- Records supplied:

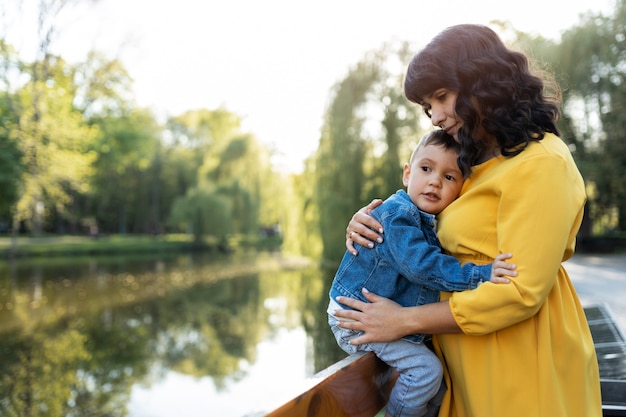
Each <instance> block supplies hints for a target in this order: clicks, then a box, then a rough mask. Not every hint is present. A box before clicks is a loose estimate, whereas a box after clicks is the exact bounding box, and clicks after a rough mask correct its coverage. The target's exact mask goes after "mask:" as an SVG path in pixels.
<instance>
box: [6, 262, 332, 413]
mask: <svg viewBox="0 0 626 417" xmlns="http://www.w3.org/2000/svg"><path fill="white" fill-rule="evenodd" d="M329 274H330V275H332V271H331V272H325V271H322V270H320V269H318V268H315V267H311V266H307V267H302V266H301V265H296V266H294V265H293V264H292V263H289V262H286V261H285V260H284V259H281V258H278V257H275V256H272V255H269V254H263V255H237V256H234V255H231V256H222V257H217V256H216V255H212V256H204V257H203V256H178V257H171V258H160V259H137V258H126V257H124V258H122V257H119V258H113V259H106V260H105V259H101V258H97V259H71V260H59V259H54V260H28V261H25V260H18V261H15V262H13V263H0V415H6V416H12V415H15V416H17V415H21V416H70V415H71V416H111V417H115V416H132V417H148V416H151V417H157V416H171V415H186V416H189V415H194V414H193V413H197V415H204V416H206V415H219V416H226V417H227V416H240V415H243V414H245V413H246V412H247V411H250V410H253V409H255V408H257V409H258V407H262V406H263V404H262V403H263V401H271V400H272V399H273V398H277V397H280V396H281V394H282V393H283V392H284V391H285V390H288V389H289V388H290V387H293V385H294V384H296V383H297V381H298V380H301V379H303V378H305V377H307V376H310V375H312V374H313V373H314V372H316V371H318V370H320V369H322V368H324V367H326V366H328V365H329V364H331V363H333V362H335V361H337V360H338V359H340V358H342V357H343V356H344V354H343V353H342V352H341V351H340V350H339V349H338V348H337V347H336V344H335V342H334V340H332V336H331V335H330V332H329V330H328V328H327V324H326V317H325V307H326V304H327V292H328V285H329V284H330V278H329V276H328V275H329Z"/></svg>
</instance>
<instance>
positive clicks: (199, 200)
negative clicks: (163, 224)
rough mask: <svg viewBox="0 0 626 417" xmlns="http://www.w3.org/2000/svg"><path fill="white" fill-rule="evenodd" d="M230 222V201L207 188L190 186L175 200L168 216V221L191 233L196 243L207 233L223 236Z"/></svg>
mask: <svg viewBox="0 0 626 417" xmlns="http://www.w3.org/2000/svg"><path fill="white" fill-rule="evenodd" d="M232 222H233V220H232V216H231V201H230V200H229V199H227V198H225V197H223V196H222V195H220V193H218V192H216V191H215V190H210V189H207V188H192V189H190V190H189V191H188V192H187V195H185V196H184V197H180V198H178V199H177V200H175V201H174V205H173V207H172V213H171V217H170V223H171V224H172V225H174V226H176V227H177V228H180V229H183V230H186V231H187V232H188V233H191V234H192V235H193V237H194V241H195V242H196V243H201V242H202V241H203V239H204V237H205V236H207V235H213V236H217V237H220V238H225V237H226V235H227V234H228V233H230V232H231V229H230V227H231V225H232Z"/></svg>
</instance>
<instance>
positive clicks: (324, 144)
mask: <svg viewBox="0 0 626 417" xmlns="http://www.w3.org/2000/svg"><path fill="white" fill-rule="evenodd" d="M407 51H408V47H407V45H406V44H403V45H400V47H399V48H396V49H395V50H394V49H392V48H391V47H389V46H385V47H383V49H382V50H380V51H377V52H376V53H372V54H370V55H368V56H366V57H365V58H364V60H363V61H361V62H359V63H358V64H357V65H356V66H355V67H354V68H353V69H352V70H351V71H350V72H349V74H348V75H347V76H346V78H345V79H344V80H343V81H341V82H340V83H339V84H338V85H337V86H336V87H335V90H334V97H333V100H332V101H331V104H330V106H329V108H328V110H327V114H326V118H325V123H324V128H323V130H322V136H321V138H320V145H319V148H318V151H317V155H316V158H315V167H314V170H315V175H316V189H315V190H316V191H315V196H314V199H315V200H314V202H315V204H316V205H317V209H318V210H319V230H320V233H321V236H322V241H323V258H324V259H327V260H335V261H336V260H338V259H340V258H341V256H342V255H343V253H344V251H345V247H344V242H345V230H344V228H343V227H342V226H343V225H345V224H347V222H348V220H349V219H350V217H351V216H352V214H353V213H354V212H355V211H356V210H357V209H358V208H360V207H362V206H363V205H365V204H366V203H367V202H369V201H370V200H371V199H372V198H375V197H382V198H385V197H387V195H389V194H391V193H393V192H395V191H396V190H397V189H398V188H401V187H402V180H401V179H402V162H400V161H401V160H404V159H401V158H406V159H408V157H409V155H410V152H411V150H412V149H411V147H412V146H414V144H416V143H417V141H418V139H419V137H418V134H417V132H418V131H419V127H418V126H417V122H416V120H417V117H416V112H417V109H416V106H414V105H411V104H409V102H408V101H407V100H406V99H405V98H404V96H403V95H402V87H401V86H402V83H401V80H402V73H400V72H399V71H400V70H399V68H400V67H401V66H399V65H397V64H396V63H397V62H398V61H400V62H403V61H404V60H406V57H407ZM394 64H396V65H394ZM394 69H395V71H394Z"/></svg>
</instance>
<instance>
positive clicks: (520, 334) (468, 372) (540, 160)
mask: <svg viewBox="0 0 626 417" xmlns="http://www.w3.org/2000/svg"><path fill="white" fill-rule="evenodd" d="M585 199H586V196H585V189H584V183H583V180H582V177H581V175H580V173H579V171H578V169H577V167H576V165H575V163H574V160H573V158H572V157H571V155H570V152H569V150H568V148H567V146H566V145H565V144H564V143H563V141H561V139H559V138H558V137H556V136H554V135H546V137H545V138H544V139H543V140H542V141H540V142H533V143H531V144H530V145H529V146H528V147H527V148H526V150H524V151H523V152H522V153H521V154H519V155H517V156H515V157H512V158H507V157H502V156H500V157H497V158H494V159H491V160H489V161H487V162H485V163H484V164H481V165H479V166H477V167H475V168H474V171H473V173H472V176H471V178H470V179H469V180H468V181H466V183H465V184H464V187H463V190H462V192H461V196H460V197H459V198H458V199H457V200H456V201H455V202H454V203H453V204H451V205H450V206H449V207H448V208H446V210H445V211H444V212H443V213H441V215H440V216H439V238H440V240H441V243H442V246H443V247H444V248H445V250H446V251H448V252H449V253H450V254H452V255H454V256H455V257H457V258H458V259H460V260H461V261H462V262H468V261H472V262H475V263H489V262H491V261H492V260H493V257H494V256H495V255H496V254H497V253H501V252H511V253H512V254H513V258H512V260H511V262H514V263H516V264H517V267H518V269H517V271H518V274H519V275H518V276H517V277H516V278H513V279H512V283H510V284H492V283H484V284H482V285H481V286H479V287H478V288H476V289H475V290H469V291H463V292H457V293H453V294H449V293H442V294H441V296H442V299H448V298H449V300H450V306H451V309H452V314H453V315H454V318H455V320H456V322H457V323H458V325H459V326H460V327H461V329H462V330H463V334H462V335H450V334H448V335H437V336H435V338H434V340H435V345H436V349H437V353H438V355H439V356H440V358H441V359H442V361H443V363H444V368H445V379H446V383H447V385H448V387H449V389H448V392H447V394H446V397H445V399H444V403H443V405H442V407H441V410H440V413H439V416H440V417H441V416H445V417H518V416H519V417H600V416H601V415H602V409H601V408H602V404H601V397H600V380H599V374H598V365H597V359H596V355H595V350H594V345H593V340H592V338H591V333H590V331H589V327H588V325H587V321H586V319H585V315H584V312H583V309H582V306H581V304H580V301H579V299H578V296H577V294H576V292H575V290H574V287H573V285H572V283H571V281H570V278H569V276H568V275H567V272H566V271H565V269H564V268H563V265H561V262H562V261H564V260H566V259H568V258H569V257H570V256H571V255H572V253H573V252H574V246H575V237H576V233H577V231H578V228H579V226H580V222H581V220H582V214H583V206H584V203H585Z"/></svg>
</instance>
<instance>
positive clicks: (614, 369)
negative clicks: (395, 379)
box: [264, 305, 626, 417]
mask: <svg viewBox="0 0 626 417" xmlns="http://www.w3.org/2000/svg"><path fill="white" fill-rule="evenodd" d="M585 313H586V314H587V317H588V320H589V326H590V328H591V332H592V335H593V337H594V344H595V347H596V352H597V354H598V362H599V365H600V377H601V381H600V382H601V388H602V411H603V416H605V417H626V338H625V337H624V334H623V332H622V331H621V330H620V329H619V327H618V326H617V324H616V321H615V320H614V319H613V317H612V315H611V312H610V310H609V309H608V307H607V306H605V305H599V306H591V307H588V308H585ZM609 339H610V340H609ZM603 375H604V377H603ZM396 377H397V373H396V372H395V371H394V370H393V369H391V368H390V367H389V366H388V365H387V364H385V363H384V362H382V361H381V360H380V359H378V358H377V357H376V356H374V354H372V353H367V354H357V355H351V356H349V357H347V358H345V359H343V360H341V361H339V362H337V363H335V364H333V365H331V366H330V367H328V368H326V369H324V370H323V371H321V372H319V373H317V374H316V375H315V376H314V377H312V378H310V379H309V381H308V385H307V386H306V388H305V389H303V391H302V392H301V393H300V394H299V395H297V396H296V397H295V398H293V399H291V400H290V401H288V402H286V403H285V404H283V405H282V406H280V407H278V408H277V409H275V410H274V411H271V412H270V413H269V414H264V415H265V416H266V417H373V416H376V414H377V413H378V412H379V411H380V410H381V409H382V408H383V407H384V406H385V404H386V403H387V399H388V398H389V391H390V390H391V387H392V386H393V384H394V383H395V379H396Z"/></svg>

- Description of the task:
Render everything from the start of the data down to the line containing "box: [6, 262, 332, 413]", both ends included, as a Markdown table with the columns Number and Content, one row per line, skipping blank lines and leaving out the pictures.

- Exercise output:
| Number | Content |
|---|---|
| 1 | Each <instance> block supplies hints for a target in this order: clicks, then a box, then a rough mask. Not every hint is present. A box before clicks is a loose estimate, whereas a box after clicks is the exact bounding box, and clicks after a rough mask correct its coverage. The target's exact mask goes after "mask:" as an SVG path in pixels. |
| 2 | <instance> |
| 3 | box: [6, 262, 332, 413] |